[Saved entries]
--------------------

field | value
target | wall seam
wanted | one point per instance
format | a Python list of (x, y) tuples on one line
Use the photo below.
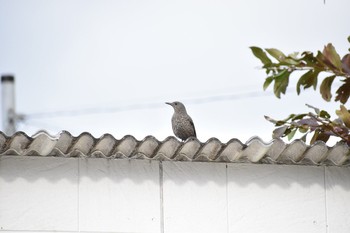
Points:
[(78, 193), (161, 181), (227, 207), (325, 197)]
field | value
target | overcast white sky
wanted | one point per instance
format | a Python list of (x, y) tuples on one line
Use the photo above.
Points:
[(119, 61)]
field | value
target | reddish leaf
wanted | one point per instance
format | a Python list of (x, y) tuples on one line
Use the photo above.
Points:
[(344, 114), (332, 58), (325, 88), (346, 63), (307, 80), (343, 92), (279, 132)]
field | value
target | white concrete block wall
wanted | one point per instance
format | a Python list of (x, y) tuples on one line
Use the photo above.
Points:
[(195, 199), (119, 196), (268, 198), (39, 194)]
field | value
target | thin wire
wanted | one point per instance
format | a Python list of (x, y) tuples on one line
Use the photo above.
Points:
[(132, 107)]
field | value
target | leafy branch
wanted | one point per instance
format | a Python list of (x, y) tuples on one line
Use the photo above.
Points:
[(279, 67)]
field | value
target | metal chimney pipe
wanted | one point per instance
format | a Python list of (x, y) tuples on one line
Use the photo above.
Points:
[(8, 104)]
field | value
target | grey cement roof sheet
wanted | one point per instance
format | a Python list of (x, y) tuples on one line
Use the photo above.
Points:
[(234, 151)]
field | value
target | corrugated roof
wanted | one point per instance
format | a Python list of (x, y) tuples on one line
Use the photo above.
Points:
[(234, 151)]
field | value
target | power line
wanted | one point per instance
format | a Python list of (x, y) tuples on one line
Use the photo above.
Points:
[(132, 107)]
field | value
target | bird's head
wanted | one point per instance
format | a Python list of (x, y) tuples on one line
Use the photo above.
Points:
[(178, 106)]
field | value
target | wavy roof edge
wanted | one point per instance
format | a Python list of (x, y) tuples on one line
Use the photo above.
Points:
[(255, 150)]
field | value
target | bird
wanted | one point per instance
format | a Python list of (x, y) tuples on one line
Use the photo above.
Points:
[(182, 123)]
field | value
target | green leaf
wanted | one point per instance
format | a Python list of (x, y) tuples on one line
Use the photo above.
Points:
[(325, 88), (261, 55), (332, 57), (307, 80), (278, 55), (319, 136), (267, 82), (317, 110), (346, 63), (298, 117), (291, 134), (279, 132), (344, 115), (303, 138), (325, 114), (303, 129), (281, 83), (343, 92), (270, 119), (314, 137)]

--------------------

- **What is required**
Only lines holding the word "white" are wanted, so copy each of them from the records above.

- **Exercise answer**
target | overcast white sky
target | white concrete block wall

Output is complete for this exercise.